STATED GOAL: In the records below, find the line containing "Please provide the mask of every instance of the row"; copy exactly that line and all lines after it to the end, and nothing else.

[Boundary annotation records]
☆ ☆ ☆ ☆

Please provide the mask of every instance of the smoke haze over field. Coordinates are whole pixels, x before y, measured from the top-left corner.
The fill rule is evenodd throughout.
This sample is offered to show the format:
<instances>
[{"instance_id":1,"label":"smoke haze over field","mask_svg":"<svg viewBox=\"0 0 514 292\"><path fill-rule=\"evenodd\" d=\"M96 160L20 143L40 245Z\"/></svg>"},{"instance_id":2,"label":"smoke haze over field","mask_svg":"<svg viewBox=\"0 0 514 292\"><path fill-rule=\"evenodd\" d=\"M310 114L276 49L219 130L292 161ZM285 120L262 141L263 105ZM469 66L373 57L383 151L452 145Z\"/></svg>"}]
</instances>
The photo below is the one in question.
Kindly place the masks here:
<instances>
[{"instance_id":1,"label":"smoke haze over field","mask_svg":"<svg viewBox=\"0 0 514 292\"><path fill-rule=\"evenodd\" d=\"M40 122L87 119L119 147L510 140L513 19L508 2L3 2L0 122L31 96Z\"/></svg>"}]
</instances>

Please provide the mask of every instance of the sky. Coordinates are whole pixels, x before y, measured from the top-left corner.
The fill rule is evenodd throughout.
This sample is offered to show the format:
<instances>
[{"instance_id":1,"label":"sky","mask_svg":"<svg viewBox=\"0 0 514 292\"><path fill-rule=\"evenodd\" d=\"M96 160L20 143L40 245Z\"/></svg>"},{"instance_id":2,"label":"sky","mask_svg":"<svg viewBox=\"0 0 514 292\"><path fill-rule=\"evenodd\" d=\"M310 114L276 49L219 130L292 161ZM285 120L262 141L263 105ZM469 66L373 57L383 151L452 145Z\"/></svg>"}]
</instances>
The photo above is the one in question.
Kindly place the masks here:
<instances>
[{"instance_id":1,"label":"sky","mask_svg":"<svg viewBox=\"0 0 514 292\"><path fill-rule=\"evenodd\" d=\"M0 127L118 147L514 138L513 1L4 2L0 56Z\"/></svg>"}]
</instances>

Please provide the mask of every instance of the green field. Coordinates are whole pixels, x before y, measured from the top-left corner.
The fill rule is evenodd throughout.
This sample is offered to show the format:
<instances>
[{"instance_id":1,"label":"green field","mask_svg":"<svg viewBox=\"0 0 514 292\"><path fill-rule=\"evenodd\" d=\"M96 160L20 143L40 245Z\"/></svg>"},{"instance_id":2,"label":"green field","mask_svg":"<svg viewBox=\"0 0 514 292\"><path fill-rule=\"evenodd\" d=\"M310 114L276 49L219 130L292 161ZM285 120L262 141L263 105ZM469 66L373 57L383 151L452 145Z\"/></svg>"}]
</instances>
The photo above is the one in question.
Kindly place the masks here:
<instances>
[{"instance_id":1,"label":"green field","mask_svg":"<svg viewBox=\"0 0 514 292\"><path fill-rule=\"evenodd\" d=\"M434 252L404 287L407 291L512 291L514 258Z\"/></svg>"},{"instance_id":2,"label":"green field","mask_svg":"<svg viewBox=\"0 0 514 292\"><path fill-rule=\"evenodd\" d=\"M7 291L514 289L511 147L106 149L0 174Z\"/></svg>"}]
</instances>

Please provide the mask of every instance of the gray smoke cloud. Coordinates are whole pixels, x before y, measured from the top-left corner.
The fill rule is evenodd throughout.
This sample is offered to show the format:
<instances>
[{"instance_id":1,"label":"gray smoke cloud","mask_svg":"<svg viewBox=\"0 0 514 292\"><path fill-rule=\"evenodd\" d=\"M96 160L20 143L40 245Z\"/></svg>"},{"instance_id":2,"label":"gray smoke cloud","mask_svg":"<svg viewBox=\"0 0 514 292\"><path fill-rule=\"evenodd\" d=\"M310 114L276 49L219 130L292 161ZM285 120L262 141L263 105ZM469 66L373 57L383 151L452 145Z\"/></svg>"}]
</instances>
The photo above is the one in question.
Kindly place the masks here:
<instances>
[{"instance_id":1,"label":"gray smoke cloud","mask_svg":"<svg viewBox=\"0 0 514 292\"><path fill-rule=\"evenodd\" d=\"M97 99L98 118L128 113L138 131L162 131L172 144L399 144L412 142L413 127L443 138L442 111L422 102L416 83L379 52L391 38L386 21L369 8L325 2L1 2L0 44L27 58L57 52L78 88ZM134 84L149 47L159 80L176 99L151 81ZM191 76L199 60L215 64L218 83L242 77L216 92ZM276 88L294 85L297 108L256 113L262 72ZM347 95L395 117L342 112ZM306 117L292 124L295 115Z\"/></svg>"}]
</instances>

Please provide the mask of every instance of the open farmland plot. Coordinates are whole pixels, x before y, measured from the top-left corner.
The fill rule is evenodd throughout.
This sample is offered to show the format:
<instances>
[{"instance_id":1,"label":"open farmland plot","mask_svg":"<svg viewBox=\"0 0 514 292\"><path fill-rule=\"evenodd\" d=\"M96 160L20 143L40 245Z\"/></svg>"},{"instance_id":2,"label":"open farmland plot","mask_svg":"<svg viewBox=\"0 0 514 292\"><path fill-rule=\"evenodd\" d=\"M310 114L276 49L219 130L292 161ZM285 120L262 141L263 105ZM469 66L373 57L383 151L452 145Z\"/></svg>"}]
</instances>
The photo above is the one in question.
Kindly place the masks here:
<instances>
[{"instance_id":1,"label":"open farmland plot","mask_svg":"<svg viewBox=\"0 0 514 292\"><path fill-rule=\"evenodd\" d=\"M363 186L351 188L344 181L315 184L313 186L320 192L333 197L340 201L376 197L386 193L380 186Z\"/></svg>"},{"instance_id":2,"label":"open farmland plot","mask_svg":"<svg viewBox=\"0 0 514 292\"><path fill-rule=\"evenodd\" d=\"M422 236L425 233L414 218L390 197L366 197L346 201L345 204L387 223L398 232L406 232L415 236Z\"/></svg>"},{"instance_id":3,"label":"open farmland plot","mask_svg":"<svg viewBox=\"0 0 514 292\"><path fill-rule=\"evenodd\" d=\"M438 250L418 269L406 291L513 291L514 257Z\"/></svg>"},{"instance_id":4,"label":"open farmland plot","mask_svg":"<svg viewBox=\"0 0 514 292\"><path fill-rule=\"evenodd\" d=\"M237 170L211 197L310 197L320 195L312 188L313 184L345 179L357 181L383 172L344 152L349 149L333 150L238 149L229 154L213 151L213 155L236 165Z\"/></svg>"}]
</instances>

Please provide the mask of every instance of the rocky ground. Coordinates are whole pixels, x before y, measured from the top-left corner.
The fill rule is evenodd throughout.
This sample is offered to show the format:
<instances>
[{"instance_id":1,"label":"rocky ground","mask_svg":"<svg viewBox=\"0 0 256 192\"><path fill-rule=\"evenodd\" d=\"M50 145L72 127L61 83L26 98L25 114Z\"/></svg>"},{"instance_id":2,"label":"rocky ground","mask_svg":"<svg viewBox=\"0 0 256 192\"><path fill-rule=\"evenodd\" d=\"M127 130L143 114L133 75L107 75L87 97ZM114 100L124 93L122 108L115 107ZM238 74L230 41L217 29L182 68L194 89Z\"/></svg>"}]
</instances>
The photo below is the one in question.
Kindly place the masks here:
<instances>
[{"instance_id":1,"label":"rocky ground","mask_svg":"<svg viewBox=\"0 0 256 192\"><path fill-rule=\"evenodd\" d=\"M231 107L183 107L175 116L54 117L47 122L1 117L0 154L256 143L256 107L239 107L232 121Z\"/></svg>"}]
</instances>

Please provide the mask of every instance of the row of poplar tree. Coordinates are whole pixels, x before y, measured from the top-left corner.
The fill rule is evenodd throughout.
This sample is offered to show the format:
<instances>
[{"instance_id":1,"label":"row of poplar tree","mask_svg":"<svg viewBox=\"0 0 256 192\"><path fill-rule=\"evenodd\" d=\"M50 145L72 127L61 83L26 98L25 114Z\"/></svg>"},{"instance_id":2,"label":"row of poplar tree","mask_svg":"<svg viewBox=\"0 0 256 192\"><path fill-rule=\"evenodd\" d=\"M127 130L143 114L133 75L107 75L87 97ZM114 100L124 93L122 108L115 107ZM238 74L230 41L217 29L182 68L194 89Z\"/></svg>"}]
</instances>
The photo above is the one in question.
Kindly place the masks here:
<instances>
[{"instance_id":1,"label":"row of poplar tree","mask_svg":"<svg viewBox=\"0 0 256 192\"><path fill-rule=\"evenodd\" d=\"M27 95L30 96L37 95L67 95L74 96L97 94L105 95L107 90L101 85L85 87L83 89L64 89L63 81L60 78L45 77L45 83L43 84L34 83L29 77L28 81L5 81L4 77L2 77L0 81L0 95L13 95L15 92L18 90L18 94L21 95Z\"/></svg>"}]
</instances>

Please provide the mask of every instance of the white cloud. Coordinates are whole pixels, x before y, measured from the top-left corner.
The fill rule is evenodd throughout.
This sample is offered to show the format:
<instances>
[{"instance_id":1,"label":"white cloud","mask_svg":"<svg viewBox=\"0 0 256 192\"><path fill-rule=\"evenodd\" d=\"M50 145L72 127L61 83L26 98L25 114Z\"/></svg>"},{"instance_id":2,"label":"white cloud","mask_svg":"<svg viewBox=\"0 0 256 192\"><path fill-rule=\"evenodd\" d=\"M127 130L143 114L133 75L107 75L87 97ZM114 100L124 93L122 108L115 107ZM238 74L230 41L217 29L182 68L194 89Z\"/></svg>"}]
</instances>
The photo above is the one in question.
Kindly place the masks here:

☆ ☆ ☆ ☆

OUTPUT OF THE EXERCISE:
Please provide the mask of every instance of the row of poplar tree. Coordinates are whole pixels, x before y, measured from the top-left corner.
The fill rule is evenodd throughout.
This sample is offered to show the format:
<instances>
[{"instance_id":1,"label":"row of poplar tree","mask_svg":"<svg viewBox=\"0 0 256 192\"><path fill-rule=\"evenodd\" d=\"M50 145L72 127L61 83L26 98L25 114Z\"/></svg>"},{"instance_id":2,"label":"row of poplar tree","mask_svg":"<svg viewBox=\"0 0 256 192\"><path fill-rule=\"evenodd\" d=\"M127 130L143 114L133 75L107 75L87 97ZM114 100L124 93L122 108L115 107ZM238 74L230 41L217 29L182 68L194 89Z\"/></svg>"}]
</instances>
The photo above is the one in question.
Kindly place the masks here:
<instances>
[{"instance_id":1,"label":"row of poplar tree","mask_svg":"<svg viewBox=\"0 0 256 192\"><path fill-rule=\"evenodd\" d=\"M27 95L30 96L37 95L67 95L74 96L97 94L105 95L107 90L101 85L85 87L83 89L64 89L63 81L60 78L45 77L45 83L43 84L34 83L29 77L28 81L5 81L4 77L2 77L0 81L0 95L13 95L15 92L18 90L18 94L21 95Z\"/></svg>"}]
</instances>

Please provide the mask of every instance of the white cloud. Coordinates are whole pixels, x before y, measured from the top-left corner.
The fill rule is evenodd throughout.
This sample is offered to show the format:
<instances>
[{"instance_id":1,"label":"white cloud","mask_svg":"<svg viewBox=\"0 0 256 192\"><path fill-rule=\"evenodd\" d=\"M50 145L72 127L61 83L26 98L25 114Z\"/></svg>"},{"instance_id":2,"label":"white cloud","mask_svg":"<svg viewBox=\"0 0 256 192\"><path fill-rule=\"evenodd\" d=\"M127 130L143 114L133 75L107 75L87 97ZM114 100L124 93L122 108L115 107ZM238 74L230 41L217 29L182 68L194 89Z\"/></svg>"}]
</instances>
The photo above is the one in question.
Kindly place the masks here:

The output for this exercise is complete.